Excerpt to read:
With sales estimates, sellers can validate or invalidate the accuracy of the data by comparing the estimates to their own product’s real sales. But with search volume, there is no absolute way to validate or invalidate the data. When a tool provides a search volume estimate, it is more or less saying, “Hey, trust us… this is good!” I want to shift that ask of trust to, “Hey, here is the process we’re using, and this is why we believe this is the right number.” In essence, don’t trust what we are telling you, trust what we are showing you. Allow us to walk you through it.

The Future of Search Volume Estimates

We are beyond excited to share that our current models are forecasting at 75-85% accuracy depending on the keyword. (I’ll talk through our validation strategy here)

At the conclusion of this blog we added a Deep Dive section where we go into the specifics of our new search estimation process. We want to help you understand what we’re doing at a high level to be able to achieve such great results.

Written task A: In the search volume excerpt, what accuracy range are the current models forecasting?
Written task B: Resume the blog excerpt on search volume estimates, picking up after its final sentence.
The listing after this point comes from a separate source.

Source data:
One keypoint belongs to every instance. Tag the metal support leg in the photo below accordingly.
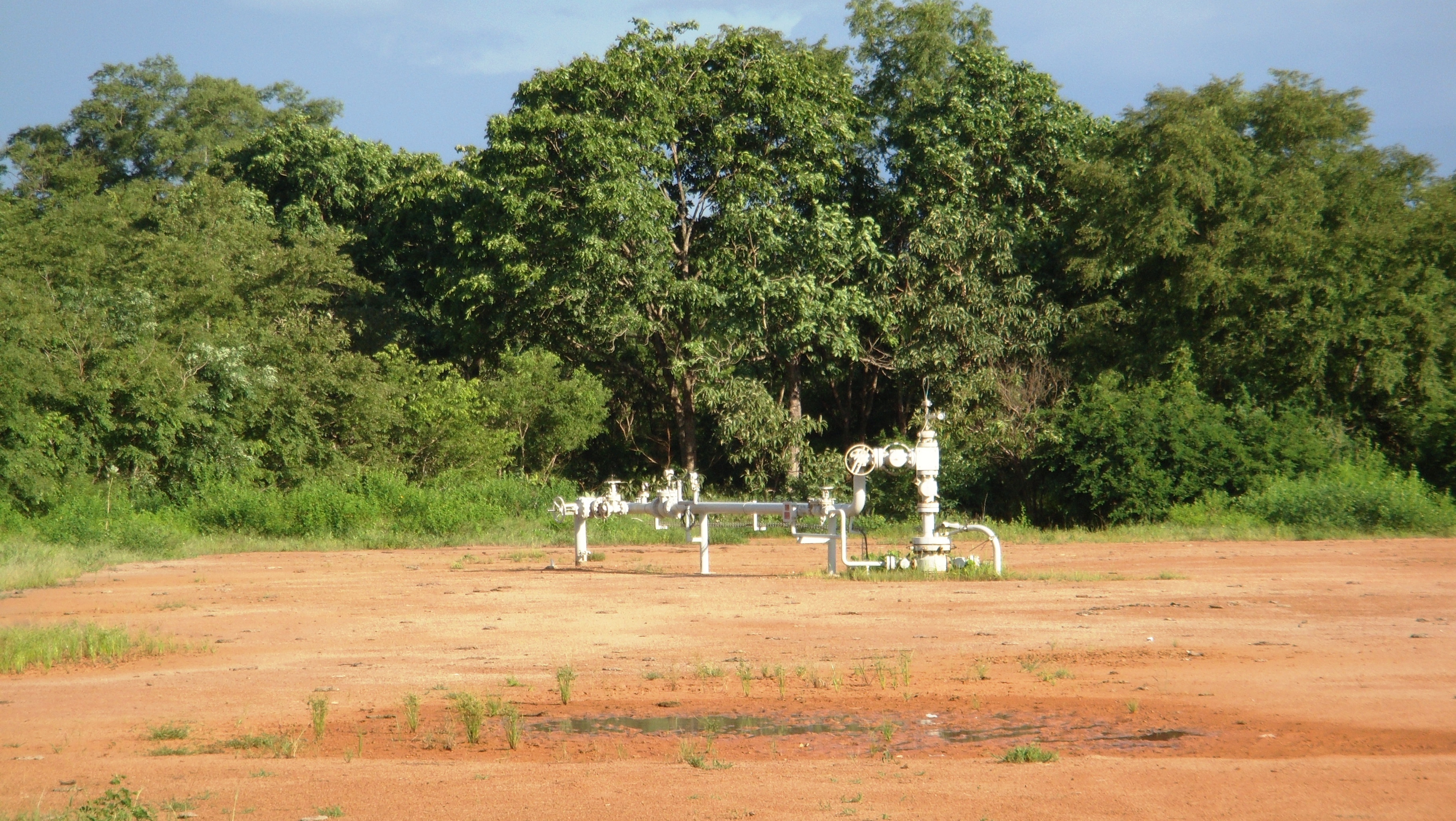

Final result A: 75-85%, depending on the keyword.

Final result B:
One of the major saving graces here is that we have a full year of historical search volume data for many keywords! (We started tracking volume on Dec. 12th 2017 and things closed down on Dec. 13th 2018).

This historical search volume is incredibly important for a couple of reasons:

  1. We will consistently show sellers the historical search volume trend so you can see what the exact volume was at the same time last year. This way you will always be able to use “exact” numbers in your decisions versus our in-house estimates.
  2. It will be the baseline for our search volume estimates moving forward, as typically the best indicator of what will happen in the future is what has happened in the past.

While historical volume is a good indicator of the past, it would be foolish to think that search volume is going to remain the same in 2019. For this reason, we will use other data sources to help us estimate the amount of change in consumer shopping behavior.

One data source that improves our forecasting models is change in estimated sales volume for a keyword’s top ranking products. We are not looking at the number of estimated sales. We are looking at the trend in estimated sales month to month.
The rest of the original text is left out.